OPDRACHT - Schrijf uit het fragment over Houellebecq en Schopenhauer letterlijk over: begin bij de woorden "En toen kantelde" en stop na "(1788-1860) had gelezen.".

PAGINAFRAGMENT -
--------------------------------
Net als Schopenhauer beschouwt Michel Houellebecq de begeerte als de motor van het menselijke ongeluk. YANNICK DANGRE vindt dat de kunstenaar dat lijden moet omvormen tot een esthetische ervaring. “Alleen dan kan je, zoals Komrij zei, wat gouden druppels aan het slijk van deze aardbol toevoegen.”

En toen kantelde alles, in een paar minuten tijd”, vatte Michel Houellebecq zijn bevindingen samen nadat hij voor het eerst in De wereld als wil en voorstelling van Arthur Schopenhauer (1788-1860) had gelezen.

Voor wie het werk van Houellebecq kent, zal die fascinatie niet als een verrassing komen. Want Schopenhauer, dat was toch de filosoof met de aartspessimistische visie op de mens met ‘het leven is lijden’ als devies? Precies dat menselijke lijden komt, in al zijn verschijningsvormen, nadrukkelijk naar voren in Houellebecqs oeuvre.
Onlangs verscheen In aanwezigheid van Schopenhauer van Michel Houellebecq. In amper honderd bladzijden gaat Frankrijks meest controversiële schrijver – en wat mij betreft ook de interessantste – in op zijn fascinatie voor de Duitse denker.
--------------------------------
GEGEVENS -
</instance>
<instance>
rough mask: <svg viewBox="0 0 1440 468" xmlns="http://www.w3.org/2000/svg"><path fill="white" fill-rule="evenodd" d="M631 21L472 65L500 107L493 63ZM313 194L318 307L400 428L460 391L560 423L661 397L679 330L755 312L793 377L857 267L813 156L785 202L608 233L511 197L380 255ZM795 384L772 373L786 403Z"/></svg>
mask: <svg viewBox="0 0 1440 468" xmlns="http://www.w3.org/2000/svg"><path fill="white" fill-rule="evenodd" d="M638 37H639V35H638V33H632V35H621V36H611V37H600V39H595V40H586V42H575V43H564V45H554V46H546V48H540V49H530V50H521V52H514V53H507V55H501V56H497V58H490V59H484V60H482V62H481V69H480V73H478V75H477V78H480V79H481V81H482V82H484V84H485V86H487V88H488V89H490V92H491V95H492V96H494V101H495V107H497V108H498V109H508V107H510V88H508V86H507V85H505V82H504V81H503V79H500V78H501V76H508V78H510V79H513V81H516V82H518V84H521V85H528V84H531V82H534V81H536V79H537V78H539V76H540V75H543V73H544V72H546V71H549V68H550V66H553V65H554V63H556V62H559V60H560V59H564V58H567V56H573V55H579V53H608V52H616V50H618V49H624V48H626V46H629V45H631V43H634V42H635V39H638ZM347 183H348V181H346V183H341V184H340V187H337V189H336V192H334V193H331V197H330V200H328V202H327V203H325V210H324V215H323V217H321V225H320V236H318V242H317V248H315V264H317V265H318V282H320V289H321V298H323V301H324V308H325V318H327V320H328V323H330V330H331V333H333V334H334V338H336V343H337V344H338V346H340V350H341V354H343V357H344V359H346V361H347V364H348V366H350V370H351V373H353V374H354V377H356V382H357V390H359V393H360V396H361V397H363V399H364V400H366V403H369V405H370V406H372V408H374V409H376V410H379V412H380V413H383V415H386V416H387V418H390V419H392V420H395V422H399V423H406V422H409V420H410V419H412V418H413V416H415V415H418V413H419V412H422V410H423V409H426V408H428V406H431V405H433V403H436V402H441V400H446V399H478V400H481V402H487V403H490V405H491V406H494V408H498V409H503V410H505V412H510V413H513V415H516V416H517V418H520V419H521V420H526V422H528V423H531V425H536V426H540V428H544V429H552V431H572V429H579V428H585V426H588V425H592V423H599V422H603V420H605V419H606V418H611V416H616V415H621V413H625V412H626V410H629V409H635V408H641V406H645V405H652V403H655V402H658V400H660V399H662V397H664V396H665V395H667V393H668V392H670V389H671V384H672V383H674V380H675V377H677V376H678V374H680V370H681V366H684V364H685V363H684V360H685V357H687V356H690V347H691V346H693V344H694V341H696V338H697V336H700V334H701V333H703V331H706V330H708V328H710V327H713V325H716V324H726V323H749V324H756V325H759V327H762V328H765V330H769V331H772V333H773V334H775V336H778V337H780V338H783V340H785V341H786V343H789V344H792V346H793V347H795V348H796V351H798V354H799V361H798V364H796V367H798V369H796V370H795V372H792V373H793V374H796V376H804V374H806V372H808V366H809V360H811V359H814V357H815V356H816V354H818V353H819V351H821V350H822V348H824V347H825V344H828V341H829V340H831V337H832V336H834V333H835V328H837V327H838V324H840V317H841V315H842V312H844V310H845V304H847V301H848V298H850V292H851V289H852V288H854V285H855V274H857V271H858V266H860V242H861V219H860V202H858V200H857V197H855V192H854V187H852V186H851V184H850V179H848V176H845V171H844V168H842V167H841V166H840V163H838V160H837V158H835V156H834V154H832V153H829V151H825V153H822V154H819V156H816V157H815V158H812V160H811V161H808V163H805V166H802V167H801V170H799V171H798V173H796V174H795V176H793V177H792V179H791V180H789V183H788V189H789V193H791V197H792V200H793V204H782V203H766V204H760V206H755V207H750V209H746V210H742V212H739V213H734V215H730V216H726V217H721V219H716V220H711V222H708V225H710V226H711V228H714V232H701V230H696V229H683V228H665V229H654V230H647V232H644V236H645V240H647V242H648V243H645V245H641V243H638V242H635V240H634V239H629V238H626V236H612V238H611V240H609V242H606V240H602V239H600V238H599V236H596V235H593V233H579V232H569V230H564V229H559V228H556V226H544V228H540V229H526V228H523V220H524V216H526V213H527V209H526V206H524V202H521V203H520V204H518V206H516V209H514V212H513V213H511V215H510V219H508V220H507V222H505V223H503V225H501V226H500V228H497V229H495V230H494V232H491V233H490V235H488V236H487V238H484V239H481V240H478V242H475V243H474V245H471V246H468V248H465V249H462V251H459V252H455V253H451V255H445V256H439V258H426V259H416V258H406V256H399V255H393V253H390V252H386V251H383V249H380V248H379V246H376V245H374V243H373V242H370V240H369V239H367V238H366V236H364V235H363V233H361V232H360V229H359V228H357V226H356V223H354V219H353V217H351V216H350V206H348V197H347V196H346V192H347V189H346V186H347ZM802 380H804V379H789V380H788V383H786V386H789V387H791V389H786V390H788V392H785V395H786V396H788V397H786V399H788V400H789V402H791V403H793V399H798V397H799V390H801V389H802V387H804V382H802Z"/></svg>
--------------------------------
UITWERKING -
En toen kantelde alles, in een paar minuten tijd”, vatte Michel Houellebecq zijn bevindingen samen nadat hij voor het eerst in De wereld als wil en voorstelling van Arthur Schopenhauer (1788-1860) had gelezen.